Directions: Print the data that follows word for word, leaving out any picture.

Data:
* * * *

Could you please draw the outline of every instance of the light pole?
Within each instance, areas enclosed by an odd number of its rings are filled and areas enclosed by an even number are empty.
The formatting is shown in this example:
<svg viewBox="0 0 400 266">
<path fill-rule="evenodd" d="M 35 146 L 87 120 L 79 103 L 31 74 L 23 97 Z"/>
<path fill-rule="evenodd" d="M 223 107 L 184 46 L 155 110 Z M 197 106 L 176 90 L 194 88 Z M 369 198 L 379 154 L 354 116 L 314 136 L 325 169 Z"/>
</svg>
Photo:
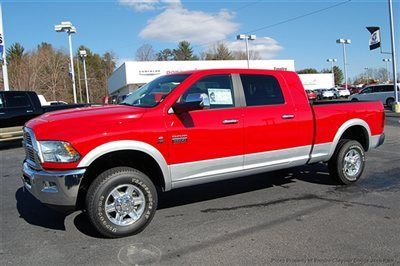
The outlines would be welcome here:
<svg viewBox="0 0 400 266">
<path fill-rule="evenodd" d="M 69 56 L 71 63 L 71 78 L 72 78 L 72 91 L 74 94 L 74 103 L 77 103 L 76 100 L 76 87 L 75 87 L 75 73 L 74 73 L 74 56 L 72 54 L 72 34 L 76 33 L 76 28 L 72 25 L 71 22 L 61 22 L 60 25 L 55 25 L 54 30 L 56 32 L 66 32 L 68 33 L 68 42 L 69 42 Z"/>
<path fill-rule="evenodd" d="M 89 87 L 88 87 L 88 80 L 87 80 L 87 75 L 86 75 L 86 50 L 80 50 L 79 51 L 79 56 L 81 57 L 82 61 L 83 61 L 83 75 L 84 75 L 84 79 L 85 79 L 85 88 L 86 88 L 86 102 L 90 103 L 90 99 L 89 99 Z"/>
<path fill-rule="evenodd" d="M 392 65 L 393 65 L 393 88 L 394 88 L 394 98 L 395 103 L 393 105 L 393 111 L 400 113 L 400 103 L 399 103 L 399 91 L 397 89 L 397 65 L 396 65 L 396 44 L 394 37 L 394 24 L 393 24 L 393 3 L 392 0 L 388 0 L 389 4 L 389 20 L 390 20 L 390 37 L 392 44 Z"/>
<path fill-rule="evenodd" d="M 336 58 L 329 58 L 329 59 L 326 59 L 326 62 L 329 62 L 329 63 L 331 63 L 331 71 L 332 71 L 332 79 L 333 79 L 333 88 L 335 87 L 335 72 L 333 71 L 333 66 L 334 66 L 334 64 L 337 62 L 337 59 Z"/>
<path fill-rule="evenodd" d="M 368 73 L 369 67 L 364 67 L 364 70 L 365 70 L 365 80 L 366 80 L 365 83 L 368 84 L 369 80 L 370 80 L 369 73 Z"/>
<path fill-rule="evenodd" d="M 256 35 L 246 35 L 239 34 L 236 36 L 236 40 L 245 40 L 246 41 L 246 54 L 247 54 L 247 68 L 250 68 L 250 51 L 249 51 L 249 40 L 254 41 L 256 39 Z"/>
<path fill-rule="evenodd" d="M 76 68 L 78 70 L 78 91 L 79 91 L 79 102 L 82 102 L 82 86 L 81 86 L 81 70 L 79 69 L 79 57 L 76 58 Z"/>
<path fill-rule="evenodd" d="M 392 59 L 390 58 L 384 58 L 382 59 L 383 62 L 385 62 L 385 68 L 386 68 L 386 78 L 387 78 L 387 82 L 390 82 L 390 73 L 389 73 L 389 69 L 388 69 L 388 63 L 392 62 Z"/>
<path fill-rule="evenodd" d="M 337 39 L 336 43 L 342 44 L 343 47 L 343 65 L 344 65 L 344 86 L 347 89 L 347 59 L 346 59 L 346 44 L 350 44 L 351 40 L 349 39 Z"/>
<path fill-rule="evenodd" d="M 10 90 L 9 83 L 8 83 L 8 70 L 7 70 L 7 57 L 6 57 L 6 41 L 4 39 L 4 31 L 3 31 L 3 11 L 1 9 L 1 4 L 0 4 L 0 46 L 3 49 L 3 55 L 2 58 L 0 58 L 2 62 L 2 68 L 3 68 L 3 85 L 4 85 L 4 90 L 8 91 Z"/>
</svg>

* * * *

Answer:
Could you please draw the outline of every instance of the light pole?
Within each instance, areas enclosed by an odd number of its rings are filled and areas enclosed by an even number are empty.
The formatting is shown in this example:
<svg viewBox="0 0 400 266">
<path fill-rule="evenodd" d="M 35 146 L 87 120 L 79 103 L 31 74 L 23 97 Z"/>
<path fill-rule="evenodd" d="M 223 107 L 184 46 L 155 110 Z M 197 106 L 176 90 L 194 88 Z M 369 198 L 379 154 L 354 116 L 314 136 L 325 169 Z"/>
</svg>
Photo:
The outlines would be welcome here:
<svg viewBox="0 0 400 266">
<path fill-rule="evenodd" d="M 69 56 L 71 63 L 71 78 L 72 78 L 72 91 L 74 94 L 74 103 L 77 103 L 76 100 L 76 87 L 75 87 L 75 73 L 74 73 L 74 56 L 72 54 L 72 34 L 76 33 L 76 28 L 72 25 L 71 22 L 61 22 L 60 25 L 55 25 L 54 30 L 56 32 L 66 32 L 68 33 L 68 42 L 69 42 Z"/>
<path fill-rule="evenodd" d="M 89 87 L 88 87 L 88 80 L 87 80 L 87 75 L 86 75 L 86 50 L 80 50 L 79 51 L 79 56 L 81 57 L 82 61 L 83 61 L 83 75 L 84 75 L 84 79 L 85 79 L 85 88 L 86 88 L 86 102 L 90 103 L 90 99 L 89 99 Z"/>
<path fill-rule="evenodd" d="M 392 65 L 393 65 L 393 88 L 394 88 L 394 98 L 395 103 L 393 105 L 393 111 L 400 113 L 400 103 L 399 103 L 399 91 L 397 89 L 397 65 L 396 65 L 396 44 L 394 37 L 394 24 L 393 24 L 393 3 L 392 0 L 388 0 L 389 4 L 389 20 L 390 20 L 390 37 L 392 44 Z"/>
<path fill-rule="evenodd" d="M 336 58 L 329 58 L 329 59 L 326 59 L 326 62 L 329 62 L 329 63 L 331 63 L 331 71 L 332 71 L 332 79 L 333 79 L 333 88 L 335 87 L 335 72 L 333 71 L 333 66 L 334 66 L 334 64 L 337 62 L 337 59 Z"/>
<path fill-rule="evenodd" d="M 368 73 L 369 67 L 364 67 L 364 70 L 365 70 L 365 80 L 366 80 L 365 83 L 368 84 L 369 80 L 370 80 L 369 73 Z"/>
<path fill-rule="evenodd" d="M 256 35 L 246 35 L 239 34 L 236 36 L 236 40 L 245 40 L 246 41 L 246 54 L 247 54 L 247 68 L 250 68 L 250 51 L 249 51 L 249 40 L 254 41 L 256 39 Z"/>
<path fill-rule="evenodd" d="M 76 68 L 78 70 L 78 91 L 79 91 L 79 102 L 82 102 L 82 86 L 81 86 L 81 70 L 79 69 L 79 57 L 76 58 Z"/>
<path fill-rule="evenodd" d="M 392 59 L 390 58 L 384 58 L 382 59 L 383 62 L 385 62 L 385 68 L 386 68 L 386 78 L 387 78 L 387 82 L 390 82 L 390 73 L 389 73 L 389 69 L 388 69 L 388 63 L 392 62 Z"/>
<path fill-rule="evenodd" d="M 337 39 L 336 43 L 342 44 L 343 47 L 343 65 L 344 65 L 344 86 L 347 89 L 347 59 L 346 59 L 346 44 L 350 44 L 351 40 L 349 39 Z"/>
<path fill-rule="evenodd" d="M 10 90 L 9 83 L 8 83 L 8 70 L 7 70 L 7 57 L 6 57 L 6 41 L 4 39 L 4 31 L 3 31 L 3 11 L 1 9 L 1 4 L 0 4 L 0 46 L 3 49 L 3 55 L 2 58 L 0 58 L 2 62 L 2 68 L 3 68 L 3 85 L 4 85 L 4 90 L 8 91 Z"/>
</svg>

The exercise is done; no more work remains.